Dataset rows:
--------------------

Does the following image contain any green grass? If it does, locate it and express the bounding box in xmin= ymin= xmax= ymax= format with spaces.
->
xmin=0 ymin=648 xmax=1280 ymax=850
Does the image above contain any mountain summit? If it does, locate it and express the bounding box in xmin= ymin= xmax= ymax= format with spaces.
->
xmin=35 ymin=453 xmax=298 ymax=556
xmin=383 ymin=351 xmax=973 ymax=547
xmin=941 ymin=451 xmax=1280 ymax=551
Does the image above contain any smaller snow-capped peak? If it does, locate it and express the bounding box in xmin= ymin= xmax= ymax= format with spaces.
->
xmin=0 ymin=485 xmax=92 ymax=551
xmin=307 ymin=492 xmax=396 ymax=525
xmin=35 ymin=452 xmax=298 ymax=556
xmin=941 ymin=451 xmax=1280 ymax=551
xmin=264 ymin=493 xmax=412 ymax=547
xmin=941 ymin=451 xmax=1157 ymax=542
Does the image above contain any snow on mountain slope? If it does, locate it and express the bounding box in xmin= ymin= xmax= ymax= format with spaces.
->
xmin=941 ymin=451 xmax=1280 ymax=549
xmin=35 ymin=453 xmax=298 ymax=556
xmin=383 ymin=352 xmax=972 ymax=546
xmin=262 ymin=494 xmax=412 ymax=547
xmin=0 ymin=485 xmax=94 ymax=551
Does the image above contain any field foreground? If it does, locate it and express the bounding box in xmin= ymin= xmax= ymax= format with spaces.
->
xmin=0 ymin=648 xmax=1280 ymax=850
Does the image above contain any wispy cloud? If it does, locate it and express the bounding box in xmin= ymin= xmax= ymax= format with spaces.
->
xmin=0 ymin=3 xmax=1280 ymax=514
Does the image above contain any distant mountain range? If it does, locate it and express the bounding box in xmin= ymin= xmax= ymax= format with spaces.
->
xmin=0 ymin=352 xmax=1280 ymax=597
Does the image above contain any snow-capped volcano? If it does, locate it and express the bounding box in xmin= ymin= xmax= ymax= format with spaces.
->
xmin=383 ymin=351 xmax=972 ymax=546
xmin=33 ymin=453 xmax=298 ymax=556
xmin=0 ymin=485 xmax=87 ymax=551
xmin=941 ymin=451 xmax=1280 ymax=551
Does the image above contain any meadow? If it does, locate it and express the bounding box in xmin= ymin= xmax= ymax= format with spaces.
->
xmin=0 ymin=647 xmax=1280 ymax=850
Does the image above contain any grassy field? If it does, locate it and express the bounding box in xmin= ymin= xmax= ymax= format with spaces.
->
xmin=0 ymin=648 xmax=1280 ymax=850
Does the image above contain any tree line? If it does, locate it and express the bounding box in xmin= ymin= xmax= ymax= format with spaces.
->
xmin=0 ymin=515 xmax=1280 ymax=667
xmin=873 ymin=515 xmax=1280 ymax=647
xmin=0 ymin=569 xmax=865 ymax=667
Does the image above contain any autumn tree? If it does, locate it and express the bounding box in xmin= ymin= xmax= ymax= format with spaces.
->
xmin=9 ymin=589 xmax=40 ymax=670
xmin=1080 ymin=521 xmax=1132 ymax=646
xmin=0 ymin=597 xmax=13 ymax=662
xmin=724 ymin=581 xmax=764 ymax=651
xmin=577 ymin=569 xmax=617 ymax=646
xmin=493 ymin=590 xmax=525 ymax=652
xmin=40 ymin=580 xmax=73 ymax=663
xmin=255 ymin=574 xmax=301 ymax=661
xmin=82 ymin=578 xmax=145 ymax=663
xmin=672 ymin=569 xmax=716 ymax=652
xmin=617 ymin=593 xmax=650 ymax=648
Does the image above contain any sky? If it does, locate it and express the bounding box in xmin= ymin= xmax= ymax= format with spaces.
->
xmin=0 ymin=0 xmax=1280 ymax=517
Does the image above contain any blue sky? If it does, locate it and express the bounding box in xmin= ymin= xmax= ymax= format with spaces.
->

--------------------

◆ PROBLEM DESCRIPTION ◆
Reproduce the listing starting at the line containing "Does the image above contain any wispy" and ending at the line containing "xmin=0 ymin=352 xmax=1280 ymax=597", keeping the requests as they are and increasing every bounding-box coordinate value in the answers by 10.

◆ THE SOLUTION ◆
Does the image above contain any wispy cloud? If it does, locate it and express the bounding box in xmin= ymin= xmax= ymax= format with spaces.
->
xmin=10 ymin=13 xmax=1290 ymax=524
Does the image above contain any distant mountain range? If it does, locate it and express the bounding box in xmin= ymin= xmax= ymax= format with spaces.
->
xmin=10 ymin=362 xmax=1290 ymax=607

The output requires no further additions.